Direction = Copy every one of the items below word for word, leaving each line unchanged.

Task data =
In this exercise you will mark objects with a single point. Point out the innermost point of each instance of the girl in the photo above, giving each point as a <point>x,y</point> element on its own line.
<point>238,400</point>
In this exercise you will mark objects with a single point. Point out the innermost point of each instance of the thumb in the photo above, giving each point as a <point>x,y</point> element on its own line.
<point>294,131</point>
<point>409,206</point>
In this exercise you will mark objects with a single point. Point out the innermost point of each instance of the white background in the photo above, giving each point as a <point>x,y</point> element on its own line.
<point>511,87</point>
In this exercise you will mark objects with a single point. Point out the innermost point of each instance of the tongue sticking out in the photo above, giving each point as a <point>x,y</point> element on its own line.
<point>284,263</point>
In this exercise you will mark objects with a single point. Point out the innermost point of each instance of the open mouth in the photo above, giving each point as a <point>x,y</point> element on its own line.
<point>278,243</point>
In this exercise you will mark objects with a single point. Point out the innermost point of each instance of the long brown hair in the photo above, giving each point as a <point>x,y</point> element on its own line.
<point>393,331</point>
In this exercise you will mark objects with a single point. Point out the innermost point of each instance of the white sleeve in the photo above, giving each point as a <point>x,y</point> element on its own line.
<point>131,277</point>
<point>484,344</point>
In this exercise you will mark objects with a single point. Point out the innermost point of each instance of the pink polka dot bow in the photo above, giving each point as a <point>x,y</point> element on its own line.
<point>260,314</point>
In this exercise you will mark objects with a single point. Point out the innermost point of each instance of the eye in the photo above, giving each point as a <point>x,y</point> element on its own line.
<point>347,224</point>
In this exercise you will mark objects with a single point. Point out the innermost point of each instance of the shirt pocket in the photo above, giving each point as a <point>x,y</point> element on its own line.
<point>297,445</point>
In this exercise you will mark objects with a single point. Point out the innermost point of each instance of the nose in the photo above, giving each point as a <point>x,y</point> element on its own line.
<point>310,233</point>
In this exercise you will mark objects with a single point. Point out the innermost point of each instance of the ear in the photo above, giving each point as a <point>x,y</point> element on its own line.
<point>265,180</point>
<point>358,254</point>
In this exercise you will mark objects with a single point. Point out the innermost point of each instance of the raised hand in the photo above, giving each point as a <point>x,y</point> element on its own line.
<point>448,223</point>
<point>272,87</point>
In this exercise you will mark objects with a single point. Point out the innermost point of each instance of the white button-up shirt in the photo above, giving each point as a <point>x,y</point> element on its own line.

Response to this task =
In this exercise you will mark objects with a single point. Point out the innermost point of each instance of the girl in the photo above, giving each point as a <point>x,y</point> element on its own line.
<point>238,400</point>
In this exercise you will mark objects with a single point. Point out the innermost point of each instance of the thumb in the photo above, giving each point as a <point>x,y</point> element on its own line.
<point>294,131</point>
<point>409,206</point>
In this exercise you will mark objects with a single point. Point out the innermost point of each instance of the white background in the photo above, giving each point as a <point>x,y</point> element on its own line.
<point>511,87</point>
In this exercise you will mark objects with a single point. Point out the innermost point of each instance of the tongue sticking out in the photo above, giving each point as a <point>x,y</point> element on its own line.
<point>284,263</point>
In this exercise you will mark objects with a single point. Point out the innermost point of each instance of the open mouth in the photo above, giving each point as a <point>x,y</point> element on its own line.
<point>278,243</point>
In this exercise you will mark objects with a single point. Point out the innermost point of each instance of the long brown hair in the photo above, giving each point as a <point>x,y</point> element on its own line.
<point>393,331</point>
In this exercise you will mark objects with a single point. Point out the innermost point of each instance of the white sleeve in the photo above, giving each point as a <point>x,y</point> element on its own line.
<point>131,277</point>
<point>484,344</point>
In this exercise you will mark objects with a single point. Point out the innermost point of each instance of the pink polka dot bow in the photo above, giving each point as a <point>x,y</point> element on its own line.
<point>260,314</point>
In this exercise you will mark objects with a single point. Point out the innermost point of each instance of the eye in the photo above, giving each point as a <point>x,y</point> element on its own line.
<point>347,224</point>
In this exercise you will mark objects with a single point. Point out the innermost point of each instance of the shirt pocket in the photo above, giving each point as a <point>x,y</point> element on its own line.
<point>297,445</point>
In this exercise you will mark objects with a single point. Point out the innermost point of each instance of the nose in the photo above, giving each point as a <point>x,y</point> element on its own line.
<point>310,233</point>
In this exercise you will mark objects with a single point. Point out the innermost point of each instance of the ear in the photo above, giving each point as a <point>x,y</point> element on its own line.
<point>265,180</point>
<point>358,254</point>
In this exercise you will mark objects with a single point. Point out the innermost point of each instance of the raised hand in the photo above, giving each point as a <point>x,y</point> element on its own line.
<point>448,223</point>
<point>272,87</point>
In this exercise you will mark objects with a single point. Point out the innermost point of each instance of the white button-up shirt in the photo above, giving each point as a <point>x,y</point> element on its own line.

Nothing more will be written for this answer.